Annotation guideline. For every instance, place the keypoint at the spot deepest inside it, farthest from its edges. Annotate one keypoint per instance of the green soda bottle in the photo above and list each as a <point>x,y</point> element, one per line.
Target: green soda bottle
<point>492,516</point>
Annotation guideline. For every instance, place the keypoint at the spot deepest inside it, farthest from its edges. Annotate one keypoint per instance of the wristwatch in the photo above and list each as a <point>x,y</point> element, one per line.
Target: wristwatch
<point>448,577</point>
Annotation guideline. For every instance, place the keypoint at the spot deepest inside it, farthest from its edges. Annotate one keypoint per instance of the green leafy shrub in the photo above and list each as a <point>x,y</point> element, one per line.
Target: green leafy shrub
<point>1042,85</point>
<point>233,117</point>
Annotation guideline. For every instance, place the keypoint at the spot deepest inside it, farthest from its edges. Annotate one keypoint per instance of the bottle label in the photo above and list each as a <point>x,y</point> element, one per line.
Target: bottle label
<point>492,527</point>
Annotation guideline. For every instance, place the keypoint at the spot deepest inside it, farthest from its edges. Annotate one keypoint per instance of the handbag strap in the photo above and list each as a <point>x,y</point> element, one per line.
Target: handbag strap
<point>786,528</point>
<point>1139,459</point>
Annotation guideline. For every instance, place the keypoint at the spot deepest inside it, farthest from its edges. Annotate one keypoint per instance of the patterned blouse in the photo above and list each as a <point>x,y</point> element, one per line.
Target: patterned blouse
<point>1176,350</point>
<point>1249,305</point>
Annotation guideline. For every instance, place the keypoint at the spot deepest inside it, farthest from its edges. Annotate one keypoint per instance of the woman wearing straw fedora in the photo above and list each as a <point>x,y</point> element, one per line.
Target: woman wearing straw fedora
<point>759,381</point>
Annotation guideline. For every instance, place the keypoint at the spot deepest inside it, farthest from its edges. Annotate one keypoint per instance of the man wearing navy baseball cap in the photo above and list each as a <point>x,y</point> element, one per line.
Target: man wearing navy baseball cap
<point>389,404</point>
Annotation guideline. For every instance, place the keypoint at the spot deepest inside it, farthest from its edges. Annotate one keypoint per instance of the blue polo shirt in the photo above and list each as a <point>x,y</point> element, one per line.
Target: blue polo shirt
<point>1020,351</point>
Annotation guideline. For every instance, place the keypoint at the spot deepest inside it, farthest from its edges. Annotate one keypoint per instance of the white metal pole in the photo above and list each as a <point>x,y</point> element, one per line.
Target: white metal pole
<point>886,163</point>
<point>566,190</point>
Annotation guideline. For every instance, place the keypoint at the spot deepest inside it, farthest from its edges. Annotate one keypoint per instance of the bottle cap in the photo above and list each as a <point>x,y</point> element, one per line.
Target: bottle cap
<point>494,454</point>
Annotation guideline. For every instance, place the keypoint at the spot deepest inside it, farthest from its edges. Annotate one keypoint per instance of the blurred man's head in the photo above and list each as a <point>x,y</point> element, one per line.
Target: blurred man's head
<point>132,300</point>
:::::
▶ [TO DO]:
Could you give back everything from the start of the records above down to the line containing "<point>492,516</point>", with "green soda bottle" changed to "clear water bottle" and nothing else altered?

▶ [OUTPUT FOR THIS EXERCISE]:
Annotation guideline. For every instance, place the keypoint at the spot deepest inside it, farthest from its edges. Annotate one keypoint per instance of the clear water bottle in the photo above and list each as a <point>x,y</point> element, one per line.
Target: clear water bottle
<point>492,516</point>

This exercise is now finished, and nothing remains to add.